## INSTRUCTIONS TO FOLLOW
Without changing a word, copy every line of the listing below and leave out the images.

──────────────────────────────

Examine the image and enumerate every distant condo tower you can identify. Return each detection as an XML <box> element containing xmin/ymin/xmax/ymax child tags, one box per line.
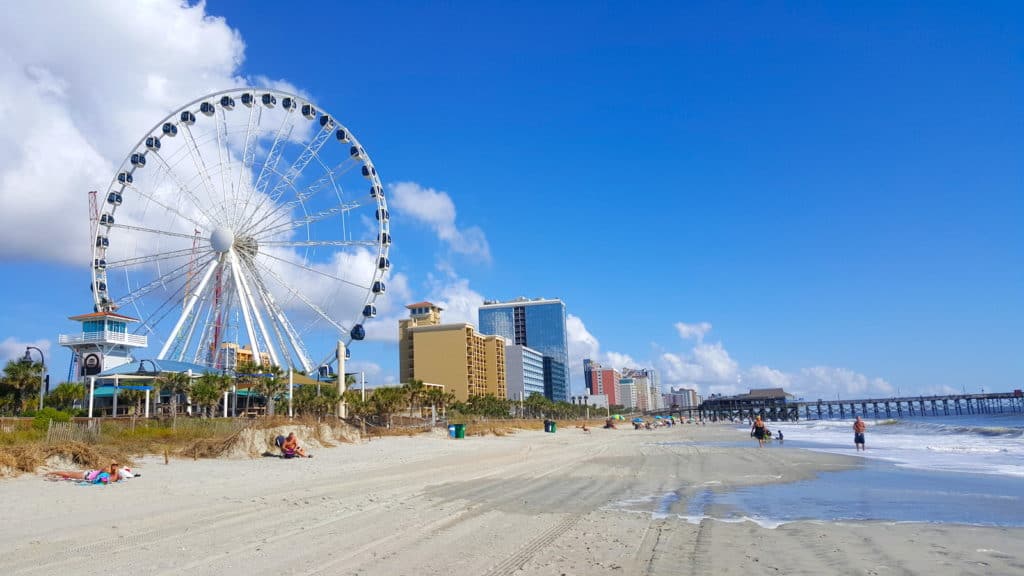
<box><xmin>479</xmin><ymin>297</ymin><xmax>570</xmax><ymax>403</ymax></box>
<box><xmin>399</xmin><ymin>302</ymin><xmax>507</xmax><ymax>401</ymax></box>
<box><xmin>584</xmin><ymin>359</ymin><xmax>622</xmax><ymax>406</ymax></box>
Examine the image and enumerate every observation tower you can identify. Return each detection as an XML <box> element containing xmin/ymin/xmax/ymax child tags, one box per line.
<box><xmin>58</xmin><ymin>311</ymin><xmax>148</xmax><ymax>381</ymax></box>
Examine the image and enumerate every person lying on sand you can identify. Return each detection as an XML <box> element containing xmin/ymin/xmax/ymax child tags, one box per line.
<box><xmin>46</xmin><ymin>461</ymin><xmax>122</xmax><ymax>484</ymax></box>
<box><xmin>281</xmin><ymin>433</ymin><xmax>311</xmax><ymax>458</ymax></box>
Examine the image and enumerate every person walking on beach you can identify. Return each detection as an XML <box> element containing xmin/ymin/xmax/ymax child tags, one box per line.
<box><xmin>751</xmin><ymin>416</ymin><xmax>767</xmax><ymax>447</ymax></box>
<box><xmin>853</xmin><ymin>416</ymin><xmax>866</xmax><ymax>451</ymax></box>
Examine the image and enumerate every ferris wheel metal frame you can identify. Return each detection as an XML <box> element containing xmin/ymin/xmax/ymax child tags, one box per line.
<box><xmin>90</xmin><ymin>88</ymin><xmax>391</xmax><ymax>374</ymax></box>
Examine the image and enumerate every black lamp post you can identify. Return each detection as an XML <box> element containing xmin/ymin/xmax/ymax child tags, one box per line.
<box><xmin>22</xmin><ymin>347</ymin><xmax>45</xmax><ymax>411</ymax></box>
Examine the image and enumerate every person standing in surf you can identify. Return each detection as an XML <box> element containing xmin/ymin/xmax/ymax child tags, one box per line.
<box><xmin>853</xmin><ymin>416</ymin><xmax>867</xmax><ymax>451</ymax></box>
<box><xmin>751</xmin><ymin>416</ymin><xmax>767</xmax><ymax>447</ymax></box>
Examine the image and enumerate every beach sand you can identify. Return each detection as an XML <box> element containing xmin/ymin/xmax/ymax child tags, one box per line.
<box><xmin>2</xmin><ymin>423</ymin><xmax>1021</xmax><ymax>575</ymax></box>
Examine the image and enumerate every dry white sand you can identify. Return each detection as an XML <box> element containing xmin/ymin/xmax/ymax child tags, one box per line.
<box><xmin>1</xmin><ymin>423</ymin><xmax>1021</xmax><ymax>575</ymax></box>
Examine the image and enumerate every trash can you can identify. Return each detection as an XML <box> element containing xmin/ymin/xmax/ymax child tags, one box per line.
<box><xmin>454</xmin><ymin>423</ymin><xmax>466</xmax><ymax>439</ymax></box>
<box><xmin>544</xmin><ymin>420</ymin><xmax>556</xmax><ymax>433</ymax></box>
<box><xmin>550</xmin><ymin>421</ymin><xmax>557</xmax><ymax>433</ymax></box>
<box><xmin>448</xmin><ymin>424</ymin><xmax>457</xmax><ymax>438</ymax></box>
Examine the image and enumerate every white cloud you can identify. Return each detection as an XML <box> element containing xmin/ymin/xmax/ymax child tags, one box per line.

──────────────────────────────

## COMPLETED TASK
Examine the image and enumerate every distant condo tower you can identify. Return each detection as an XML <box> element containing xmin/ymin/xmax/ymax child tags, one box per line.
<box><xmin>479</xmin><ymin>297</ymin><xmax>570</xmax><ymax>403</ymax></box>
<box><xmin>399</xmin><ymin>302</ymin><xmax>507</xmax><ymax>401</ymax></box>
<box><xmin>584</xmin><ymin>359</ymin><xmax>622</xmax><ymax>406</ymax></box>
Examine the image and enumerate every observation tower you can identify. Return each detection as an XML <box> element containing xmin/ymin/xmax/ymax child tags, one box per line.
<box><xmin>58</xmin><ymin>311</ymin><xmax>148</xmax><ymax>381</ymax></box>
Examine the image and enumerate every person lying on sand you can identify. Return each detection as an XML <box> element containing xmin/ymin/xmax/ymax child tags, one box per line.
<box><xmin>46</xmin><ymin>461</ymin><xmax>122</xmax><ymax>484</ymax></box>
<box><xmin>281</xmin><ymin>433</ymin><xmax>311</xmax><ymax>458</ymax></box>
Examine the image and enumerate every person walking on beach you can identify. Return each detection as an XML <box> element containing xmin/ymin/xmax/ymax child tags, one box per line.
<box><xmin>751</xmin><ymin>416</ymin><xmax>767</xmax><ymax>447</ymax></box>
<box><xmin>853</xmin><ymin>416</ymin><xmax>866</xmax><ymax>451</ymax></box>
Examine the image and enumerate every ferris wheel metal frame you can identify. Return each detection as an XML <box> element containing xmin/ymin/xmax/ymax child tags, one box per line.
<box><xmin>90</xmin><ymin>88</ymin><xmax>391</xmax><ymax>374</ymax></box>
Examine the image and enumerate every black lamp post you can identify. Return each detection as an XML <box> element containing xmin/ymin/xmax/ymax child tags, one box per line.
<box><xmin>22</xmin><ymin>347</ymin><xmax>45</xmax><ymax>411</ymax></box>
Examine the image and enumerate every person standing in surf you can identify. Return each detection as an XML <box> element containing xmin/ymin/xmax/ymax child tags, one box per line.
<box><xmin>853</xmin><ymin>416</ymin><xmax>867</xmax><ymax>451</ymax></box>
<box><xmin>751</xmin><ymin>416</ymin><xmax>767</xmax><ymax>447</ymax></box>
Examine the image and enumerate every beach sand you can identify. Return each detection as an XML <box> element containing xmin/ymin/xmax/ymax child tags, one box per line.
<box><xmin>2</xmin><ymin>423</ymin><xmax>1021</xmax><ymax>575</ymax></box>
Examine the image and enumerate every dry white sand you can identify. Return each detection as an XML <box> element containing xmin/ymin/xmax/ymax child tags, one box per line.
<box><xmin>1</xmin><ymin>423</ymin><xmax>1021</xmax><ymax>575</ymax></box>
Examine the image and enumerate every trash can you can identify. Return each detection as an XML <box> element containing xmin/ymin/xmax/ymax child tags, one box per line.
<box><xmin>454</xmin><ymin>423</ymin><xmax>466</xmax><ymax>439</ymax></box>
<box><xmin>544</xmin><ymin>420</ymin><xmax>556</xmax><ymax>433</ymax></box>
<box><xmin>550</xmin><ymin>421</ymin><xmax>557</xmax><ymax>433</ymax></box>
<box><xmin>448</xmin><ymin>424</ymin><xmax>457</xmax><ymax>438</ymax></box>
Examine the image and enumerate every white cloud you can identify. Return each detection as an XML <box> element containing xmin/ymin/xmax/ymax child tags, one box per line.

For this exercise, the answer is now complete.